### [Set exercise]
Write out again every line in the stretch from the one containing "Could you point out the beetle mandible" through the end of the items, adding 121 to each coordinate number in the answers. Return only those lines.

Dataset excerpts on object pointing
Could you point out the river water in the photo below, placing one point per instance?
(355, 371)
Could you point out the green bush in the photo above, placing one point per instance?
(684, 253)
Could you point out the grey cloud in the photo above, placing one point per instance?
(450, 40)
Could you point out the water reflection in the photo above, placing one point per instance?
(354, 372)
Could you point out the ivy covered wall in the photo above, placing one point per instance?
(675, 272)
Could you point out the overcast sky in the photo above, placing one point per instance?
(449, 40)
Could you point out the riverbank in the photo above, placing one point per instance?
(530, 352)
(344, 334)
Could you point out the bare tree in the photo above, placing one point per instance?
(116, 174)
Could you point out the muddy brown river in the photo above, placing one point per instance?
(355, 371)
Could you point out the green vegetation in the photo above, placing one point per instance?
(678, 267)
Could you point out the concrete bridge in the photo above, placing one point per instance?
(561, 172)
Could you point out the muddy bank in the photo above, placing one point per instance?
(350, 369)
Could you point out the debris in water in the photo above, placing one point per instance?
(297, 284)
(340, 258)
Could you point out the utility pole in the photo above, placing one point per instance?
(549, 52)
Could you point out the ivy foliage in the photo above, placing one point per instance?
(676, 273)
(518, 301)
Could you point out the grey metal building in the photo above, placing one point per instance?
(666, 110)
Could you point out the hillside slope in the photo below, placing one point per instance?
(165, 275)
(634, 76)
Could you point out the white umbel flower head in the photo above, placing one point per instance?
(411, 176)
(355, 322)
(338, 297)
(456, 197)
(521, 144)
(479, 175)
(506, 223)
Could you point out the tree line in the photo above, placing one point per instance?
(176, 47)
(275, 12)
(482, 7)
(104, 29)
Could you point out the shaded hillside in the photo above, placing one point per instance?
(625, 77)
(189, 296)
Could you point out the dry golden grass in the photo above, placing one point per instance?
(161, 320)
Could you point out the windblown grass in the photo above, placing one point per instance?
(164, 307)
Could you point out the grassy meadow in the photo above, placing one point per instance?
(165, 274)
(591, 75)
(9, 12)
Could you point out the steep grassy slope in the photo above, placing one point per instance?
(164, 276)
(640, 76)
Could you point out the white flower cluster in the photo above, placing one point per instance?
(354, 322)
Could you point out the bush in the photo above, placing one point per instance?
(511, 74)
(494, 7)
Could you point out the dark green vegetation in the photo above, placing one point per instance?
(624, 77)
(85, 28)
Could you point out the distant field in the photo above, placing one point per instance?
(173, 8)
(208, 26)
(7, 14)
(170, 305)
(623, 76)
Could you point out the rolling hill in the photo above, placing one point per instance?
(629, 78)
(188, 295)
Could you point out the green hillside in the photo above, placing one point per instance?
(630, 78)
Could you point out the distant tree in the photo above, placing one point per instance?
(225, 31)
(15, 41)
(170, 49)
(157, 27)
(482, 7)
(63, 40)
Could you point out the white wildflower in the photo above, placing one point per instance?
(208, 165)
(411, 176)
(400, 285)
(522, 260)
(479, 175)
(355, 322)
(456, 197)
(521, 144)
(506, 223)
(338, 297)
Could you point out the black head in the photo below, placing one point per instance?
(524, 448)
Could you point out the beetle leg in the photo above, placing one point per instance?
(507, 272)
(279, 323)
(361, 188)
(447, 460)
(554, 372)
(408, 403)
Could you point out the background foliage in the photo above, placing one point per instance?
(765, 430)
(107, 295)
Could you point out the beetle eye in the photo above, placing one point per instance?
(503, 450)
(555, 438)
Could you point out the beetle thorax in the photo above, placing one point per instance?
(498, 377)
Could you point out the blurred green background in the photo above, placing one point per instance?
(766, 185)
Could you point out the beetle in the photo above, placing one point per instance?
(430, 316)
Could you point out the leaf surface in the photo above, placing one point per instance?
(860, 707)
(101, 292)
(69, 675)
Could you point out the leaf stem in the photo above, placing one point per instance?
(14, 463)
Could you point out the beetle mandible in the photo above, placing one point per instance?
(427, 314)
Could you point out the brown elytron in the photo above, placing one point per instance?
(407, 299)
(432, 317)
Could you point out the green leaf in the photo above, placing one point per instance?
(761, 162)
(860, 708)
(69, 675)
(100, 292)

### [In response]
Could you point out the beetle mandible in the photo above, placing one point per instance?
(548, 435)
Could you point out the brown elytron in the photo above, placing one point per instance?
(528, 420)
(553, 438)
Could you point out the green leaf in the photo above, placing one point per instance?
(882, 283)
(981, 829)
(190, 796)
(221, 413)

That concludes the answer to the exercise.